SELECTED EXTRACT
March 23, 2007
Three Mercosur countries agree on FMD control
Three of the MERCOSUR (Spanish: Mercado Comun del Sur, Portuguese: Mercado Comum do Sul) or the Southern Common Market countries have agreed to a 15 kilometre zone of intensive surveillance for foot-and-mouth-disease (FMD) along with their common borders under the incentive of the World Organisation for Animal Health (OIE).
The countries include Argentina, Brazil and Paraguay.
The agreement announced on March 9 is the result of a joint evaluation mission of OIE's FMD experts and the OIE Reference Laboratory for FMD for the Americas (the Pan American Centre for Foot & Mouth Disease, or PANAFTOSA) to Argentina, Brazil and Paraguay in December 2006.
The mission concluded that FMD virus is still present along the shared borders of the three countries.
The OIE has proposed that the three countries shall commit to apply intensive sanitary vigilance in the zone, which encompasses a small area along their shared borders. The OIE has also required identification, control and vaccination of all animals be applied in the defined zone.

STUDY MATERIAL
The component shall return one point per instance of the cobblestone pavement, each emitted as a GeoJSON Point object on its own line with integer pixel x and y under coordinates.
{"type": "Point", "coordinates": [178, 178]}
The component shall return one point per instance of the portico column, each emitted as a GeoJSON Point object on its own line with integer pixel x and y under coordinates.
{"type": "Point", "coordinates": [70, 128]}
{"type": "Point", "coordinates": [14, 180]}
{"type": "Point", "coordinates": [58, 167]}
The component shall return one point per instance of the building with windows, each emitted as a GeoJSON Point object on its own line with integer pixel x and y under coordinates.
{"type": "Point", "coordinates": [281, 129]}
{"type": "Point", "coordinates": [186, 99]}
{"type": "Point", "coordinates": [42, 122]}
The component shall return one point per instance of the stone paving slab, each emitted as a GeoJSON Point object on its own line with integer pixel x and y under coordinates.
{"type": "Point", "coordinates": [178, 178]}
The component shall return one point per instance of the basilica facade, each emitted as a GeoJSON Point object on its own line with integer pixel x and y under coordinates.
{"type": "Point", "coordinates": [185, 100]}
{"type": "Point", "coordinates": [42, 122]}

PROBLEMS TO WORK ON
• 1. Reproduce a passage from the Mercosur FMD article, starting at the words "The countries include" and ending after the words "the defined zone.".
• 2. Condense the paragraph of the Mercosur FMD article that begins "The OIE has proposed" into a shorter version that keeps its main facts.
• 3. Continue the Mercosur FMD article from its final sentence.
The data have nothing to do with what comes next.

YOUR WRITTEN ANSWERS
• 1.
The countries include Argentina, Brazil and Paraguay.
The agreement announced on March 9 is the result of a joint evaluation mission of OIE's FMD experts and the OIE Reference Laboratory for FMD for the Americas (the Pan American Centre for Foot & Mouth Disease, or PANAFTOSA) to Argentina, Brazil and Paraguay in December 2006.
The mission concluded that FMD virus is still present along the shared borders of the three countries.
The OIE has proposed that the three countries shall commit to apply intensive sanitary vigilance in the zone, which encompasses a small area along their shared borders. The OIE has also required identification, control and vaccination of all animals be applied in the defined zone.

• 2. The OIE has proposed that the three countries commit to intensive sanitary vigilance in a small zone along their shared borders. It also requires that all animals in that zone be identified, controlled and vaccinated.

• 3.
OIE director Dr Bernard Vallat said the agency will closely follow the application of the joint agreement to completely eradicate the disease in the subregion and for other countries to move quickly toward regional approach policies.
In the agreement the three countries will sacrifice a small portion of their territory that will not, at present, be included within the areas to be officially declared free with vaccination from FMD by OIE. This regional approach will help resolve the unstable sanitary situation along their shared borders and will also ensure the continuation of trade activities, even in the case of outbreaks in the intensive surveillance zone.